* **Estratto fornito**

--

Recensione dello spettacolo Dante per tutti in scena al Teatro Flavio il 18 novembre 2021, un’iniziativa di Luca Maria Spagnuolo, storico dell’arte e studioso del Medioevo

 

L'iniziativa Dante per tutti, è nata nella capitale nel 2015 e costituisce ormai un appuntamento fisso con Dante, attesissimo dagli estimatori del poeta, ma fruibile da tutti, come viene dichiarato esplicitamente nel titolo della rassegna. Dante per tutti quest'anno, nel settecentesimo anniversario dalla morte del "padre della lingua italiana", introduce delle novità per il suo pubblico affezionato: la scenografia, proiettata su uno schermo gigante, posto al centro del palco, diventa volutamente protagonista dello spettacolo. Si tratta, come lo stesso Spagnuolo chiarisce all'inizio della rappresentazione, di immagini realizzate ad opera degli studenti della Scuola di Scenografia dell'Accademia delle Belle Arti di Napoli, coordinati dal maestro e professore Gennaro Vallifuoco.

Ha inizio quindi il viaggio in sala, coinvolgente, interessante e ricco di suggestioni, e il pubblico del teatro Flavio, situato a pochi passi dal Colosseo, viene catapultato dal centro di Roma dritto all'Inferno di Dante. 

Luca Maria Spagnuolo sa condurre gli spettatori, attenti e partecipi, lungo lo stesso percorso compiuto da Dante e Virgilio, guidando, passo dopo passo, il pubblico in maniera sapiente ad un'interpretazione più autentica del canto V e alla scoperta delle intenzioni e motivazioni dell' illustre poeta medievale. Solo spogliandolo di tutti gli orpelli romantici, afferma lo studioso, possiamo giungere alla vera comprensione del Canto V: incosciente, meraviglioso, complesso e pietoso.

La storia d'amore di Paolo e Francesca, vera, bellissima, travolgente e struggente, che continua a far sospirare i ragazzi tra i banchi di scuola di generazione in generazione, aveva fortemente impressionato sicuramente anche Dante ventenne. Paolo Malatesta e Francesca da Rimini erano cognati. Francesca fu costretta a sposare, per volere del padre, Giangiotto, fratello di Paolo. I due cognati si innamorarono perdutamente, ma subito scoperti, furono uccisi da Giangiotto.  Il fatto di cronaca non aveva per nulla lasciato indifferente il giovane Dante, che si trova, però, a dover condannare nell'Inferno dei lussuriosi questo amore che si ferma alla carne e non va oltre, non senza, tuttavia, provare un fortissimo sentimento di pietà per i due amanti. Dante ha conosciuto questo tipo di sentimento, ne è fortemente attratto, ma si trova costretto ad allontanarlo per aspirare, invece, ad un amore puro, il solo in grado di condurre l'uomo verso Dio. E' per questo che colloca i due giovani innamorati nel secondo cerchio dell'Inferno... ciò non gli impedisce, però, di partecipare intensamente al loro dolore " pietà mi giunse, e fui quasi smarrito", immedesimarsi nella loro sofferenza "io venni men così com'io morisse" e addirittura perdere i sensi "E caddi come corpo morto cade" all'ascolto della loro storia.

--

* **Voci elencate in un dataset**
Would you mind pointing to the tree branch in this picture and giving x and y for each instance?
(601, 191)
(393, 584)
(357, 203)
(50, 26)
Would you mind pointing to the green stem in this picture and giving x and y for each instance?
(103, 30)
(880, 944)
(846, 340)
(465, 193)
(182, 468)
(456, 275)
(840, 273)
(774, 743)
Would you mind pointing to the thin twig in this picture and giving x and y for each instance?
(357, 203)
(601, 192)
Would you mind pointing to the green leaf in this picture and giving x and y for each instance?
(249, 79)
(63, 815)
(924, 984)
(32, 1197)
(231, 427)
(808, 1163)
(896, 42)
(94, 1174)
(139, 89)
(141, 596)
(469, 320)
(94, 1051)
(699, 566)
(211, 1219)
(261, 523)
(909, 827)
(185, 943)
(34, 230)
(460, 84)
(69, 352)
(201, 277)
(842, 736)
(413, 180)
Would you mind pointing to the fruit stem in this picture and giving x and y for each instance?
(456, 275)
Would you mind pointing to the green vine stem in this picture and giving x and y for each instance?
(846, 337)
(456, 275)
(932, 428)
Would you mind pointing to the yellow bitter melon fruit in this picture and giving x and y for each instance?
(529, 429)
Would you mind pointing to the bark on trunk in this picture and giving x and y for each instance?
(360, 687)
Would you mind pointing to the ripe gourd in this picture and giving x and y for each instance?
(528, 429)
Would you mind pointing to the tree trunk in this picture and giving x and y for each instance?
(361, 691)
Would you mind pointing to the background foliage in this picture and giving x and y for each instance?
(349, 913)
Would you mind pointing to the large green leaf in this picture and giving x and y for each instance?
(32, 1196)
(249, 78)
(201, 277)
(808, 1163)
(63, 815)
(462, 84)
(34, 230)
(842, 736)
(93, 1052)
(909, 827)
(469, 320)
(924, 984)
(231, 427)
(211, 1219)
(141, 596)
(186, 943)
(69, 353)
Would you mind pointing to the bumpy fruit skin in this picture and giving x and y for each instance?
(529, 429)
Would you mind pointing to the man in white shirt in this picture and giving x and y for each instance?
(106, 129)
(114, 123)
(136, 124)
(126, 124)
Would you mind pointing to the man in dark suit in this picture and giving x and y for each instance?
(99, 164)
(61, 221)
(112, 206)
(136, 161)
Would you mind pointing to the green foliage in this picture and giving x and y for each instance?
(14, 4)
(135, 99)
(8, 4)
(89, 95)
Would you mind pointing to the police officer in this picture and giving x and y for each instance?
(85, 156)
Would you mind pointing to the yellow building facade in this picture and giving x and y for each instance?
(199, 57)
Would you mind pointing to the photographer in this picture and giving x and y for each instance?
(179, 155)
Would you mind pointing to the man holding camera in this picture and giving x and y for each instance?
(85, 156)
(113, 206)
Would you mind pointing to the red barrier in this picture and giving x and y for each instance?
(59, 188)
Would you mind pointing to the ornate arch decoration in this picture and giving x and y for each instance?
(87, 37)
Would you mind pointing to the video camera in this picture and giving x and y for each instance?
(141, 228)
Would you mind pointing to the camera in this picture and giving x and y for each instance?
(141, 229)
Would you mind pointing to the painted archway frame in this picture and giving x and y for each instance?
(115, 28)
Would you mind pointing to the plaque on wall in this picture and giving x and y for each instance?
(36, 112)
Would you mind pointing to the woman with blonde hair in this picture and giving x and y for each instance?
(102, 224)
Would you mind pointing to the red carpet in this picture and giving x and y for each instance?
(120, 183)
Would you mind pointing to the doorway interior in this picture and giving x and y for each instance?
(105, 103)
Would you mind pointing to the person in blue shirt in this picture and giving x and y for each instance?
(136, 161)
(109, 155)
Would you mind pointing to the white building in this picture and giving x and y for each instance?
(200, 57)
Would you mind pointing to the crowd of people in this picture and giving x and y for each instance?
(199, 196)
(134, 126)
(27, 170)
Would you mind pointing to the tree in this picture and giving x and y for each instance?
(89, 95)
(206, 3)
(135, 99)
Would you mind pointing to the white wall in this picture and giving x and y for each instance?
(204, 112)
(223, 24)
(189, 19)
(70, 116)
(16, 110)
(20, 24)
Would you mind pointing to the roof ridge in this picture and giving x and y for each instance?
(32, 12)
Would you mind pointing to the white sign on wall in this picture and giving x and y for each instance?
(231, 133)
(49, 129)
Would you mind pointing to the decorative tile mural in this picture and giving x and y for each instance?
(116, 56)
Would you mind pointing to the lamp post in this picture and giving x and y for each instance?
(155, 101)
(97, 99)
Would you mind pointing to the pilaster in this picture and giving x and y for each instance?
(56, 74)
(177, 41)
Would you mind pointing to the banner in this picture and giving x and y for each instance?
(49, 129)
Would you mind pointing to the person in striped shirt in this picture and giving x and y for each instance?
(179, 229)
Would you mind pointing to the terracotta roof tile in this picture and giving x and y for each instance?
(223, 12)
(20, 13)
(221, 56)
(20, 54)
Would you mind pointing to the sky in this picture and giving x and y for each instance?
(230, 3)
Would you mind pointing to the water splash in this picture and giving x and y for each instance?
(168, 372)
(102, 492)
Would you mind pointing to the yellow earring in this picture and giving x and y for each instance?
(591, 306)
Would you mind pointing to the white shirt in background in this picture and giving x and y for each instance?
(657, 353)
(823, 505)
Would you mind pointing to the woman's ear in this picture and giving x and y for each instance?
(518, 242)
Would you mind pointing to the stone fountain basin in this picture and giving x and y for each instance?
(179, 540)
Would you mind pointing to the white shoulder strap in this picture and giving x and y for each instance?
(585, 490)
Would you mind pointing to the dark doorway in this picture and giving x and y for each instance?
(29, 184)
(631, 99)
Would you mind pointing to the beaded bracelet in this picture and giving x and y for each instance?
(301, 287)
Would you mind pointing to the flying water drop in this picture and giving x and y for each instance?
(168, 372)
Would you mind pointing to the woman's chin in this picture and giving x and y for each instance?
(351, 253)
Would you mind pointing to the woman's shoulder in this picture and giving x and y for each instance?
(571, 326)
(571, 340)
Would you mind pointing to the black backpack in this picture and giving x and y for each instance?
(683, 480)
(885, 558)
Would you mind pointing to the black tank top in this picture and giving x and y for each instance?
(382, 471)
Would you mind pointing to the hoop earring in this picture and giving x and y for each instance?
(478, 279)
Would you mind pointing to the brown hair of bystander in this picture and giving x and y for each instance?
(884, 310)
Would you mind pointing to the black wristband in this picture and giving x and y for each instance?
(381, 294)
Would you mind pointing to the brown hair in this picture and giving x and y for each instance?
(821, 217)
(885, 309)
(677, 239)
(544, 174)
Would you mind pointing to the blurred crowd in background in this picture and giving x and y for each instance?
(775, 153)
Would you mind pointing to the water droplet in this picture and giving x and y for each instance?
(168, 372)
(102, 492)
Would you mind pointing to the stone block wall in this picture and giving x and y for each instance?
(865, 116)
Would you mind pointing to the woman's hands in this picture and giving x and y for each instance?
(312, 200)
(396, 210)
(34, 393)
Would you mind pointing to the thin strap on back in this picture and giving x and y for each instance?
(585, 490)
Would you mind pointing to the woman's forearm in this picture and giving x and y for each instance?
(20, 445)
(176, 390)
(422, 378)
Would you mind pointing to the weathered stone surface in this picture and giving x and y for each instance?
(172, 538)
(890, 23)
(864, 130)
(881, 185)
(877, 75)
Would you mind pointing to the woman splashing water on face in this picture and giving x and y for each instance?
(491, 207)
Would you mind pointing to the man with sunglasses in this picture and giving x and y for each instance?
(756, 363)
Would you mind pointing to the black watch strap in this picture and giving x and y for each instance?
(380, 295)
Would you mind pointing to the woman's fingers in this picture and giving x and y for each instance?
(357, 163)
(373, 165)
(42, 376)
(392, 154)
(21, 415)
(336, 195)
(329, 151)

--

* **I tuoi compiti**
• a. Trascrivi parola per parola il passo della recensione da "Ha inizio quindi" fino a "all'Inferno di Dante." compreso.
• b. Secondo la recensione, chi ha coordinato gli studenti che hanno realizzato le immagini della scenografia?
I record provengono da una fonte diversa.

* **Risposte ai compiti**
• a.
Ha inizio quindi il viaggio in sala, coinvolgente, interessante e ricco di suggestioni, e il pubblico del teatro Flavio, situato a pochi passi dal Colosseo, viene catapultato dal centro di Roma dritto all'Inferno di Dante.

• b. Il maestro e professore Gennaro Vallifuoco.